-- Start Given records --

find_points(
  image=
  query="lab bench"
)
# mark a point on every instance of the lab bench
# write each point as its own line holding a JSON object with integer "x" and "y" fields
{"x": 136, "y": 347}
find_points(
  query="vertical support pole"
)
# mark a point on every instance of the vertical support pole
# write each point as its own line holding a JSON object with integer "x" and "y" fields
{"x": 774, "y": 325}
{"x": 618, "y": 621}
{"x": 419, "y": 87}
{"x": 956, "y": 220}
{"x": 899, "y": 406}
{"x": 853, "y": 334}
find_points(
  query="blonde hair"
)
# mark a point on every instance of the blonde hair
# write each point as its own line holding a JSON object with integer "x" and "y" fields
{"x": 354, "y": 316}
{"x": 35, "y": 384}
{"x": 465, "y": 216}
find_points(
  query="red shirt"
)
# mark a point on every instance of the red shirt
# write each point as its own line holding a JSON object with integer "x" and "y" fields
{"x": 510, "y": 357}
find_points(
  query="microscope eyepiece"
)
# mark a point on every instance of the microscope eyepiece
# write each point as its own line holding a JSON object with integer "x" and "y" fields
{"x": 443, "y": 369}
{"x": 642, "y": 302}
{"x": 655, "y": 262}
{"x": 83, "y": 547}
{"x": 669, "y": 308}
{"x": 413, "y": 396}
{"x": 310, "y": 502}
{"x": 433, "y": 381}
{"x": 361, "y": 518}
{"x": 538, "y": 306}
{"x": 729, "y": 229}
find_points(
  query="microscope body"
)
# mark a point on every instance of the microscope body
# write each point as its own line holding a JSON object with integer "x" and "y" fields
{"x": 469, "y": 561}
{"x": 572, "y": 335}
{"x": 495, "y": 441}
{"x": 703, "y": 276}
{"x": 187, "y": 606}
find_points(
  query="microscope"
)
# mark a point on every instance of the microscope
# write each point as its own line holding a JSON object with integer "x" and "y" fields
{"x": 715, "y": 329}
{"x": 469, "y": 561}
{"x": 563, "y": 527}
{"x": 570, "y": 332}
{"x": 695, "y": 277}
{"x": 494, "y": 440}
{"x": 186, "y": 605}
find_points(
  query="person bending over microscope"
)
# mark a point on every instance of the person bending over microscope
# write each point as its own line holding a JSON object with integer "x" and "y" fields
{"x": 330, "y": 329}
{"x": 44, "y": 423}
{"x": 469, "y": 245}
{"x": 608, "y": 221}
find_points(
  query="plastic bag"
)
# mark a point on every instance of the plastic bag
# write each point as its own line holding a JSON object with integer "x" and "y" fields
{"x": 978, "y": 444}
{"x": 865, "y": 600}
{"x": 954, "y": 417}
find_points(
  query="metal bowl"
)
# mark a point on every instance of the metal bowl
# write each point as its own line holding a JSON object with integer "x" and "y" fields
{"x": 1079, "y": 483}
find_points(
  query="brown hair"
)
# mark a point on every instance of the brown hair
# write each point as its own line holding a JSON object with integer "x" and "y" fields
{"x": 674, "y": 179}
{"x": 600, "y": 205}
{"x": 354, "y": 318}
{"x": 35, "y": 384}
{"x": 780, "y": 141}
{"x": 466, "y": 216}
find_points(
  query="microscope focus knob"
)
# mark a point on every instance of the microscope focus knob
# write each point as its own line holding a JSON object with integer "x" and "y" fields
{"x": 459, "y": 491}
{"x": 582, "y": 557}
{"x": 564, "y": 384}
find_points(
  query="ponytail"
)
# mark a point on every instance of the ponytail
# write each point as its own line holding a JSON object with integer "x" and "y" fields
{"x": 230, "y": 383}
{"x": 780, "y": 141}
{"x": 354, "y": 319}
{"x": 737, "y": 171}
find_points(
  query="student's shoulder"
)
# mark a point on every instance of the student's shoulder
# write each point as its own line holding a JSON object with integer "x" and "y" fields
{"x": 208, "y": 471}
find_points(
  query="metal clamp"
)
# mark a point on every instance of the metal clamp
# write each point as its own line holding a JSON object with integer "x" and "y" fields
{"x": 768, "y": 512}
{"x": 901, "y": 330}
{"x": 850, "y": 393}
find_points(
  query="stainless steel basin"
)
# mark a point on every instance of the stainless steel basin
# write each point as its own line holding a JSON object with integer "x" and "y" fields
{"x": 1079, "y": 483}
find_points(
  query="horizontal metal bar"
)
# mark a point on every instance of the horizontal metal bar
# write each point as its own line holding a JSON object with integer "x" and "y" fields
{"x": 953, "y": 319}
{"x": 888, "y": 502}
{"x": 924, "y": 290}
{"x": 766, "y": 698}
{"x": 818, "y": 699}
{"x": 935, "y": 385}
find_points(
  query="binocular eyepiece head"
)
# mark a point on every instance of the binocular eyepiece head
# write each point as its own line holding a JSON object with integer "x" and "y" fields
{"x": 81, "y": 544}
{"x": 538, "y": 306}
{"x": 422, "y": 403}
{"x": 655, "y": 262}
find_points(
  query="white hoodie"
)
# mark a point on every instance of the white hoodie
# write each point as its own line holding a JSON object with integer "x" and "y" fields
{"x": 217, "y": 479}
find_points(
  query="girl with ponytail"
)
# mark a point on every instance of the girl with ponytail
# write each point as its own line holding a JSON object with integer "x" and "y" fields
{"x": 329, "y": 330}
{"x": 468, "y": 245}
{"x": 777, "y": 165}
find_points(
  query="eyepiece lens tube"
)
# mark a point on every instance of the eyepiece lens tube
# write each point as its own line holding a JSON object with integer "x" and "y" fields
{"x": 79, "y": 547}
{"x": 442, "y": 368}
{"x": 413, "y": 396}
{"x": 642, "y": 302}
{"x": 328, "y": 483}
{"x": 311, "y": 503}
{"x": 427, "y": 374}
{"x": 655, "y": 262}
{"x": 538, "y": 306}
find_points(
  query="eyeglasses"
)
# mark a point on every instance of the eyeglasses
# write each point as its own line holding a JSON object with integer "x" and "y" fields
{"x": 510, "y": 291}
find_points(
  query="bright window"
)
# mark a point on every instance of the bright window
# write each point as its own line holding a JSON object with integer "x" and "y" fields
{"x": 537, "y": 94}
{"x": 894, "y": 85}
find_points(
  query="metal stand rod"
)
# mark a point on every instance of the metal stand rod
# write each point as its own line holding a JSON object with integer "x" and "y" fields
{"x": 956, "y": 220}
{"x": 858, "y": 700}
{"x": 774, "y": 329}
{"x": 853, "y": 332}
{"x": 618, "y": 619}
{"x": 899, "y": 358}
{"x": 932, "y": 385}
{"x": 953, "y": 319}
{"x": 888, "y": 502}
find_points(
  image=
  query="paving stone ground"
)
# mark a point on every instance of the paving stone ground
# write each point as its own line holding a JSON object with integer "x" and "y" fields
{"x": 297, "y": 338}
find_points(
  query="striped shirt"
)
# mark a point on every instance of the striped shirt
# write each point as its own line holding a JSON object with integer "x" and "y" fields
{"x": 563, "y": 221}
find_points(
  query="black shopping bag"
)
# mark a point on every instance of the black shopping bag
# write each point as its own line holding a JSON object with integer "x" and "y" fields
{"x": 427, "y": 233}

-- End Given records --

■ Required task ■
Return all the data exactly as given.

■ The answer ■
find_points(
  image=
  query="lab bench"
)
# mark a point on every instance of the lab bench
# write each point as its own line holding a JSON object with integer "x" and "y" fields
{"x": 136, "y": 347}
find_points(
  query="vertical support pole"
)
# mark a point on every instance of the vertical support pole
# write each point as its own line holding a JSON object with integer "x" and "y" fields
{"x": 774, "y": 325}
{"x": 618, "y": 621}
{"x": 419, "y": 87}
{"x": 956, "y": 220}
{"x": 899, "y": 406}
{"x": 853, "y": 334}
find_points(
  query="blonde hair"
)
# mark a point on every instance of the blonde hair
# write each point as its own line holding a JSON object with integer "x" and "y" fields
{"x": 354, "y": 316}
{"x": 35, "y": 384}
{"x": 465, "y": 216}
find_points(
  query="red shirt"
)
# mark a point on every instance of the red shirt
# write each point as its own line holding a JSON object with integer "x" and "y" fields
{"x": 510, "y": 357}
find_points(
  query="microscope eyepiece"
)
# mark a point on every instance of the microscope eyepiece
# write each point as its own line holding a JSON object with integer "x" and "y" fields
{"x": 443, "y": 369}
{"x": 642, "y": 302}
{"x": 655, "y": 262}
{"x": 83, "y": 547}
{"x": 669, "y": 308}
{"x": 413, "y": 396}
{"x": 310, "y": 502}
{"x": 433, "y": 381}
{"x": 361, "y": 518}
{"x": 538, "y": 306}
{"x": 729, "y": 229}
find_points(
  query="microscope body"
)
# mark a point on every instance of the microscope body
# write each point as its own line holding a JSON object with integer "x" and "y" fields
{"x": 469, "y": 561}
{"x": 572, "y": 335}
{"x": 495, "y": 441}
{"x": 703, "y": 276}
{"x": 187, "y": 606}
find_points(
  query="microscope"
)
# mark a point on every instance of the microscope
# write each point as its own line holding a JSON object with integer "x" and "y" fields
{"x": 715, "y": 329}
{"x": 469, "y": 561}
{"x": 563, "y": 527}
{"x": 570, "y": 332}
{"x": 695, "y": 277}
{"x": 494, "y": 440}
{"x": 186, "y": 605}
find_points(
  query="person bending over microscope"
)
# mark a point on every instance of the person bending over microscope
# write each point as its own line holding a JSON object with integer "x" and "y" fields
{"x": 330, "y": 329}
{"x": 44, "y": 423}
{"x": 469, "y": 245}
{"x": 608, "y": 221}
find_points(
  query="plastic bag"
)
# mark a point on every instance of the plastic bag
# write each point as its own line holding a JSON object with integer "x" and "y" fields
{"x": 978, "y": 444}
{"x": 865, "y": 600}
{"x": 954, "y": 417}
find_points(
  query="metal bowl"
)
# mark a point on every instance of the metal bowl
# write each point as its own line holding a JSON object with integer "x" and "y" fields
{"x": 1079, "y": 483}
find_points(
  query="brown hair"
)
# mark a point on every instance of the brown hair
# write each point as its own line holding a JSON object with integer "x" and "y" fields
{"x": 674, "y": 179}
{"x": 600, "y": 205}
{"x": 354, "y": 318}
{"x": 35, "y": 384}
{"x": 780, "y": 141}
{"x": 466, "y": 216}
find_points(
  query="microscope focus knob"
)
# mark a point on every instance of the microscope focus knob
# write each point as its own line holding a JSON object with integer "x" and "y" fields
{"x": 459, "y": 491}
{"x": 582, "y": 557}
{"x": 564, "y": 384}
find_points(
  query="ponytail"
)
# mark a point on every instance of the ponytail
# write each point as its own line holding a JSON object with integer "x" and "y" fields
{"x": 230, "y": 383}
{"x": 780, "y": 141}
{"x": 354, "y": 319}
{"x": 737, "y": 171}
find_points(
  query="student's shoulder"
)
# mark a point on every instance of the student's shoulder
# write each point as its own line holding a JSON object with integer "x" and "y" fields
{"x": 208, "y": 471}
find_points(
  query="metal clamp"
)
# mark a point on every instance of the metal clamp
# write each point as its own line holding a JSON object with integer "x" and "y" fields
{"x": 768, "y": 512}
{"x": 901, "y": 330}
{"x": 850, "y": 393}
find_points(
  query="stainless steel basin"
)
# mark a point on every instance of the stainless steel basin
# write each point as its own line holding a JSON object with integer "x" and "y" fields
{"x": 1079, "y": 483}
find_points(
  query="horizontal metal bar"
)
# mark a point on every instance of the horizontal metal bar
# write each point as its own line holding a JSON object with integer "x" and "y" fields
{"x": 953, "y": 319}
{"x": 888, "y": 502}
{"x": 924, "y": 290}
{"x": 766, "y": 698}
{"x": 818, "y": 699}
{"x": 935, "y": 385}
find_points(
  query="binocular eyepiece head"
)
# mark a point on every instance of the binocular eyepiece head
# write each point as its own line holding a JSON object with integer "x" and "y" fields
{"x": 81, "y": 544}
{"x": 538, "y": 306}
{"x": 422, "y": 403}
{"x": 655, "y": 262}
find_points(
  query="white hoodie"
)
# mark a point on every instance of the white hoodie
# write each point as its own line holding a JSON object with integer "x" and "y" fields
{"x": 217, "y": 479}
find_points(
  query="girl with ponytail"
)
# mark a point on every instance of the girl with ponytail
# write each point as its own line holding a JSON object with integer "x" and "y" fields
{"x": 329, "y": 330}
{"x": 468, "y": 245}
{"x": 777, "y": 165}
find_points(
  query="eyepiece lens tube"
)
# mark a point on every instance of the eyepiece lens tube
# write each point as its own line holding a JSON object with integer "x" and "y" fields
{"x": 79, "y": 547}
{"x": 442, "y": 368}
{"x": 413, "y": 396}
{"x": 642, "y": 302}
{"x": 328, "y": 483}
{"x": 311, "y": 503}
{"x": 427, "y": 374}
{"x": 655, "y": 262}
{"x": 538, "y": 306}
find_points(
  query="eyeglasses"
)
# mark a point on every instance of the eyeglasses
# write each point as its own line holding a JSON object with integer "x" and "y" fields
{"x": 510, "y": 291}
find_points(
  query="bright window"
)
# mark a point on every instance of the bright window
# write each point as its own line holding a JSON object with integer "x" and "y" fields
{"x": 537, "y": 94}
{"x": 894, "y": 85}
find_points(
  query="metal stand rod"
)
# mark a point on every instance of the metal stand rod
# write each point as its own line holding a JSON object with integer "x" and "y" fields
{"x": 956, "y": 220}
{"x": 858, "y": 700}
{"x": 774, "y": 329}
{"x": 853, "y": 332}
{"x": 618, "y": 619}
{"x": 899, "y": 358}
{"x": 932, "y": 385}
{"x": 953, "y": 319}
{"x": 888, "y": 502}
find_points(
  image=
  query="paving stone ground"
)
# mark a point on every instance of the paving stone ground
# write each point as its own line holding a JSON object with integer "x" and "y" fields
{"x": 297, "y": 338}
find_points(
  query="striped shirt"
)
# mark a point on every instance of the striped shirt
# write each point as its own line holding a JSON object with integer "x" and "y" fields
{"x": 563, "y": 221}
find_points(
  query="black shopping bag"
)
# mark a point on every instance of the black shopping bag
# write each point as its own line holding a JSON object with integer "x" and "y" fields
{"x": 427, "y": 233}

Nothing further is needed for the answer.